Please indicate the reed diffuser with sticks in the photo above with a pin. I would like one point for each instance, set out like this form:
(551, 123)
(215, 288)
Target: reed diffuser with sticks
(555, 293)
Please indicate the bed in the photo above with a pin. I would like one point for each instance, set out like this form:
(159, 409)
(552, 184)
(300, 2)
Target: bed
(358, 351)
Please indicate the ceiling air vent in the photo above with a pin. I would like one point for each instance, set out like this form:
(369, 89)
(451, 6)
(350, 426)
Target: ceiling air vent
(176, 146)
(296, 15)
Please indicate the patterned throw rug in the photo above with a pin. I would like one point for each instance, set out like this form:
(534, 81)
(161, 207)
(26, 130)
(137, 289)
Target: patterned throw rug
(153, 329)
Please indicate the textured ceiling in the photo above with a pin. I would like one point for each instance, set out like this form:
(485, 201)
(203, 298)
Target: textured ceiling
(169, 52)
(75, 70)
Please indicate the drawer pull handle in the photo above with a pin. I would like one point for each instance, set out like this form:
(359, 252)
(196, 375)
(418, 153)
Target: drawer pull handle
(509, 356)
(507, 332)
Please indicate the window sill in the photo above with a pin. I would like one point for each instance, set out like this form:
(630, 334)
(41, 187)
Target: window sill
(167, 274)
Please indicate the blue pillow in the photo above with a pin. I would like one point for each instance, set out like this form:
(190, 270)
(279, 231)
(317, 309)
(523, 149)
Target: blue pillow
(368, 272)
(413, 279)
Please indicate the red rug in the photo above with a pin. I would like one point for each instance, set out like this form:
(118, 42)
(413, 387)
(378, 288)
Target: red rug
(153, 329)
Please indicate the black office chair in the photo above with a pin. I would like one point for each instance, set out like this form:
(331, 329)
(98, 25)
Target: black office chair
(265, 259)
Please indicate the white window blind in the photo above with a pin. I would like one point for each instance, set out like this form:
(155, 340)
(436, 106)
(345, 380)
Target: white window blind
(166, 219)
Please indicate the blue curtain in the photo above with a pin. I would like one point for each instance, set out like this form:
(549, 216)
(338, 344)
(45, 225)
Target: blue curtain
-=-=-
Wat wordt verwacht
Zet alle records hierboven om in een JSON-lijst van strings, met één string per regel. Laat lege regels weg.

Het resultaat
[
  "Please indicate the reed diffuser with sticks in the photo above with a pin. I would like one point for each instance, set out like this form:",
  "(551, 123)",
  "(215, 288)",
  "Target: reed diffuser with sticks",
  "(555, 293)",
  "Please indicate the bed in the photo above with a pin. I would like one point for each instance, set out like this form:",
  "(159, 409)",
  "(552, 184)",
  "(300, 2)",
  "Target: bed",
  "(358, 351)",
  "Please indicate the ceiling air vent in the photo above with a pin. I would like one point for each instance, set out like this form:",
  "(369, 89)",
  "(451, 6)",
  "(350, 426)",
  "Target: ceiling air vent",
  "(176, 146)",
  "(296, 15)",
  "Please indicate the patterned throw rug in the photo above with a pin. I would like one point for each instance, set out like this form:",
  "(534, 81)",
  "(161, 207)",
  "(26, 130)",
  "(137, 289)",
  "Target: patterned throw rug",
  "(153, 329)",
  "Please indicate the textured ceiling in the photo above with a pin. I would like one point for each instance, set out like this form:",
  "(485, 201)",
  "(203, 298)",
  "Target: textured ceiling",
  "(169, 52)",
  "(75, 70)",
  "Please indicate the drawer pull handle in the photo above with a pin. I would like one point for each instance, set out like this form:",
  "(359, 252)",
  "(196, 375)",
  "(418, 153)",
  "Target: drawer pull handle",
  "(509, 356)",
  "(507, 332)",
  "Please indicate the window sill in the photo above with a pin. I would like one point for each instance, set out like this form:",
  "(630, 334)",
  "(41, 187)",
  "Target: window sill",
  "(167, 274)",
  "Please indicate the blue pillow in the photo above with a pin. I would like one point for each instance, set out like this form:",
  "(190, 270)",
  "(279, 231)",
  "(317, 309)",
  "(523, 149)",
  "Target: blue pillow",
  "(368, 272)",
  "(413, 279)",
  "Please indicate the red rug in the photo above with a pin. I would like one point for each instance, set out like this form:",
  "(118, 42)",
  "(413, 387)",
  "(378, 288)",
  "Target: red rug",
  "(153, 329)",
  "Please indicate the black office chair in the photo above with a pin. I would like one point for each instance, set out like this form:",
  "(331, 329)",
  "(98, 25)",
  "Target: black office chair",
  "(265, 259)",
  "Please indicate the white window blind in the photo above with a pin. I would like one point for each instance, set out like this form:",
  "(155, 340)",
  "(436, 106)",
  "(345, 380)",
  "Target: white window blind",
  "(166, 219)",
  "Please indicate the blue curtain in the photo above with a pin. I would like one point for each instance, set out like this form:",
  "(549, 216)",
  "(338, 344)",
  "(45, 225)",
  "Target: blue curtain"
]